Items from a dataset
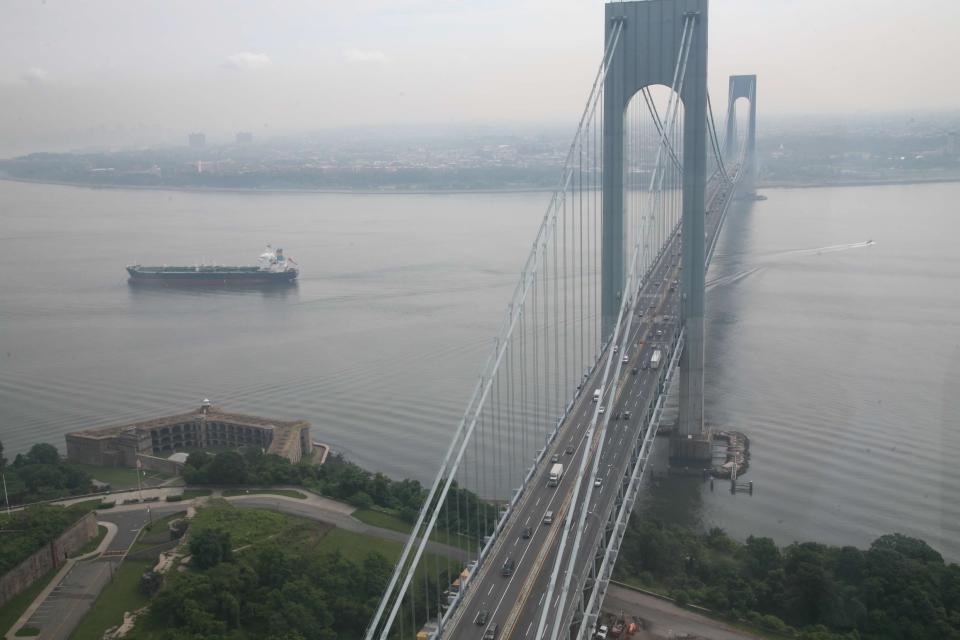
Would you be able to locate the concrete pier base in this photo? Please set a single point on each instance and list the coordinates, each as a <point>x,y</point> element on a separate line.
<point>691,450</point>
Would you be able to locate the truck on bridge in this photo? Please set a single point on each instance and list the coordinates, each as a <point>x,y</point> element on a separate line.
<point>556,472</point>
<point>655,359</point>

● **WHAT IS NEEDED**
Pictures are to be left out; repeat all the remaining data exactly.

● **ANSWER TO THIS TASK**
Would you be able to locate the concrete pier base in this photo? Please set a single point on each instance and list the coordinates, each as a <point>x,y</point> element on a separate line.
<point>691,450</point>
Would you be able to locate the truck on bridge in this photo? Please set a single point on each instance and list the coordinates, each as a <point>x,y</point> element on a separate line.
<point>556,472</point>
<point>655,359</point>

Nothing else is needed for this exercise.